**Assigned task:** Exactly the lines from the beginning of the records to the line with "Target: microwave door handle", both ends included, are to be given again, and pictures are to be left out.
____________
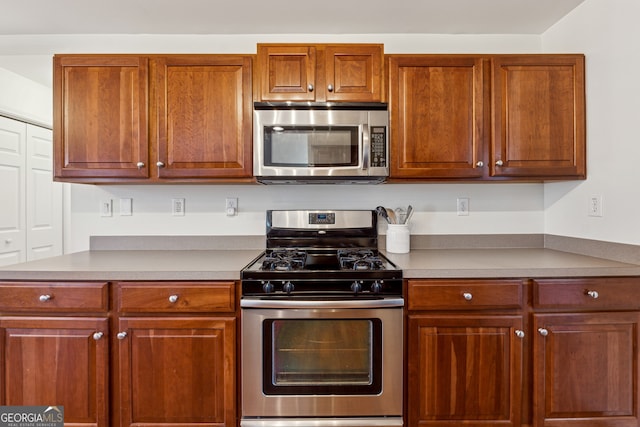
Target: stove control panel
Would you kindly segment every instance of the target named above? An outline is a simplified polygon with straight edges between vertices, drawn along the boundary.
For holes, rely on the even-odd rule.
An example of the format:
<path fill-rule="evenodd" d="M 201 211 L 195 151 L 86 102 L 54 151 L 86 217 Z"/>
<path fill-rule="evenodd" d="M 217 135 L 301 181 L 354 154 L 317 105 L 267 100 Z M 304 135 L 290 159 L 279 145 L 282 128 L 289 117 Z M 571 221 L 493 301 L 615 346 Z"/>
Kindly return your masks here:
<path fill-rule="evenodd" d="M 309 212 L 309 224 L 335 224 L 335 212 Z"/>

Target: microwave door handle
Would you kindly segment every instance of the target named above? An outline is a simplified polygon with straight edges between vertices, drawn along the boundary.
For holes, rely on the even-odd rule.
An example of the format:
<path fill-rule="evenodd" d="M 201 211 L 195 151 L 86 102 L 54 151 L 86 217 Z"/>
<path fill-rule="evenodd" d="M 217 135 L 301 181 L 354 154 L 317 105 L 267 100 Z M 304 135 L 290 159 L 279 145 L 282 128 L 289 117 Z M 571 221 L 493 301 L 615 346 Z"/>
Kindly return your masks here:
<path fill-rule="evenodd" d="M 362 170 L 369 169 L 369 155 L 371 153 L 371 142 L 369 140 L 369 126 L 362 126 Z"/>

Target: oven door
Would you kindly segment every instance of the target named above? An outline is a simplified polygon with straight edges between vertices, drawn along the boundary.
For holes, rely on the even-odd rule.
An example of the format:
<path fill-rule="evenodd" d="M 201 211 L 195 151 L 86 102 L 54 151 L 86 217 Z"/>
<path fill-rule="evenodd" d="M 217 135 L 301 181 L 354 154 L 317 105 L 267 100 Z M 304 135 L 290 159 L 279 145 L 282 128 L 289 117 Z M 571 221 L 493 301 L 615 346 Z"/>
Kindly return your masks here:
<path fill-rule="evenodd" d="M 402 306 L 243 299 L 243 420 L 401 417 Z"/>

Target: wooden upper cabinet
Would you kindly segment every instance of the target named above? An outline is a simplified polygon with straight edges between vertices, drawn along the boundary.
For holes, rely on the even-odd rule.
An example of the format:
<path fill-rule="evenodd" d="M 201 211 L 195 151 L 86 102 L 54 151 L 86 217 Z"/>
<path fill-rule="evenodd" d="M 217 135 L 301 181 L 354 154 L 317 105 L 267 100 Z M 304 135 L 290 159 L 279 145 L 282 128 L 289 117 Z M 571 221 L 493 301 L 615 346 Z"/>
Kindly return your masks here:
<path fill-rule="evenodd" d="M 492 61 L 491 175 L 585 178 L 584 56 Z"/>
<path fill-rule="evenodd" d="M 148 60 L 54 57 L 55 178 L 147 178 Z"/>
<path fill-rule="evenodd" d="M 382 44 L 258 44 L 257 101 L 384 101 Z"/>
<path fill-rule="evenodd" d="M 391 178 L 485 174 L 488 60 L 388 55 Z"/>
<path fill-rule="evenodd" d="M 152 69 L 157 176 L 251 177 L 251 57 L 167 56 Z"/>

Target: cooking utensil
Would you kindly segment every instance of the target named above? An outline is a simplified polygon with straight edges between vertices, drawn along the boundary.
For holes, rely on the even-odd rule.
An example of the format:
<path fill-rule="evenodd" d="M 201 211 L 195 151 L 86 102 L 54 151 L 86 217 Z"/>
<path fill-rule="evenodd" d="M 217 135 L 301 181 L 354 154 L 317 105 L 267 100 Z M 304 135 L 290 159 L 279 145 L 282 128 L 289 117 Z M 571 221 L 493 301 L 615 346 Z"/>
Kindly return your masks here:
<path fill-rule="evenodd" d="M 404 224 L 409 223 L 409 219 L 411 219 L 411 215 L 413 215 L 413 206 L 409 205 L 407 208 L 407 216 L 404 217 Z"/>
<path fill-rule="evenodd" d="M 389 217 L 389 224 L 397 224 L 398 218 L 396 217 L 396 213 L 393 209 L 387 208 L 387 216 Z"/>
<path fill-rule="evenodd" d="M 387 209 L 384 206 L 378 206 L 376 208 L 376 212 L 378 213 L 378 215 L 380 215 L 382 218 L 384 218 L 387 221 L 387 224 L 391 224 L 391 221 L 389 220 L 389 215 L 387 214 Z"/>

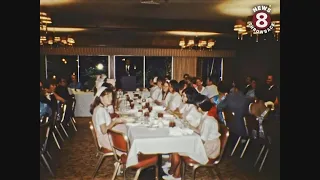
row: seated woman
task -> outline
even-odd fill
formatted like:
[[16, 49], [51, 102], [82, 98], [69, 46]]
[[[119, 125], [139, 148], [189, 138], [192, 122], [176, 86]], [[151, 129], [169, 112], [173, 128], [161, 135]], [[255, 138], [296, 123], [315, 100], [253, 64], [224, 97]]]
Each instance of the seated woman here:
[[98, 143], [101, 147], [110, 151], [112, 151], [112, 148], [107, 135], [107, 130], [113, 128], [117, 124], [123, 123], [123, 121], [118, 118], [111, 120], [110, 114], [106, 110], [106, 107], [112, 104], [112, 91], [113, 89], [110, 86], [100, 87], [90, 107]]
[[[210, 100], [204, 96], [199, 95], [195, 98], [195, 103], [198, 107], [198, 111], [202, 114], [201, 122], [198, 128], [190, 126], [190, 129], [194, 130], [197, 134], [200, 135], [201, 140], [204, 144], [206, 154], [209, 159], [215, 159], [220, 154], [220, 133], [218, 121], [212, 117], [208, 116], [208, 111], [212, 108], [213, 104]], [[180, 154], [184, 155], [184, 154]], [[178, 153], [173, 153], [171, 156], [171, 168], [163, 169], [164, 172], [168, 172], [168, 175], [162, 176], [163, 179], [181, 179], [181, 157]]]
[[171, 80], [169, 83], [170, 99], [166, 110], [179, 112], [179, 107], [182, 103], [181, 95], [179, 94], [179, 83], [176, 80]]
[[165, 81], [162, 84], [162, 100], [161, 101], [155, 100], [154, 102], [159, 106], [167, 107], [169, 99], [170, 99], [169, 83]]
[[158, 101], [161, 102], [162, 100], [162, 85], [164, 83], [164, 79], [161, 77], [156, 78], [155, 86], [150, 89], [150, 97], [153, 102]]
[[195, 105], [195, 98], [198, 95], [200, 94], [192, 87], [187, 87], [182, 91], [182, 102], [185, 103], [185, 106], [180, 113], [182, 113], [182, 118], [193, 127], [198, 127], [201, 119], [201, 113]]

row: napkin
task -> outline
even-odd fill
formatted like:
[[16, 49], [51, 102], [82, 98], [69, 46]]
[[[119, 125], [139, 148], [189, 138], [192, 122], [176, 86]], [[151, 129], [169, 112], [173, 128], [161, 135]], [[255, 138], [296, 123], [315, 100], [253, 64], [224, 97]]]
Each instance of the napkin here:
[[135, 114], [138, 112], [138, 109], [129, 109], [126, 111], [127, 114]]
[[181, 129], [179, 127], [169, 128], [169, 136], [183, 136], [183, 135], [190, 135], [193, 131], [188, 128]]
[[152, 109], [156, 112], [162, 112], [164, 111], [166, 108], [163, 106], [153, 106]]

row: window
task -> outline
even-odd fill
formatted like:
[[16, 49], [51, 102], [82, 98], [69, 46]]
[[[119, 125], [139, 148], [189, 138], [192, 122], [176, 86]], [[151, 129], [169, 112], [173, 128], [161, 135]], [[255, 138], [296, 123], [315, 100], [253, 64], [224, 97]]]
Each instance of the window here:
[[95, 85], [96, 75], [108, 76], [109, 56], [80, 56], [79, 57], [79, 80], [86, 89], [92, 89]]
[[135, 76], [136, 88], [143, 87], [143, 61], [143, 56], [115, 56], [116, 87], [121, 88], [120, 81], [124, 76]]
[[154, 76], [170, 76], [172, 79], [171, 56], [146, 56], [145, 65], [145, 87], [149, 87], [149, 80]]
[[40, 54], [40, 80], [46, 79], [46, 62], [45, 62], [46, 56], [43, 54]]
[[223, 58], [198, 57], [197, 76], [206, 82], [207, 78], [214, 76], [217, 82], [222, 80]]
[[69, 80], [72, 74], [78, 77], [78, 56], [47, 55], [48, 79], [66, 77]]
____________
**Completed task:**
Target: stove control panel
Would you kindly segment every instance of the target named above? An outline is a simplified polygon with straight edges between vertices, drawn along the boundary.
For holes, rely on the even-odd rule.
An example of the format:
<path fill-rule="evenodd" d="M 201 211 L 195 151 L 86 102 L 54 151 L 86 217 Z"/>
<path fill-rule="evenodd" d="M 217 135 L 301 181 L 354 154 L 317 105 L 267 100 Z M 304 135 L 290 159 L 279 145 L 282 128 L 289 117 Z M 571 221 L 493 301 L 615 346 Z"/>
Kindly return your masks here:
<path fill-rule="evenodd" d="M 309 212 L 309 224 L 335 224 L 335 212 Z"/>

Target: microwave door handle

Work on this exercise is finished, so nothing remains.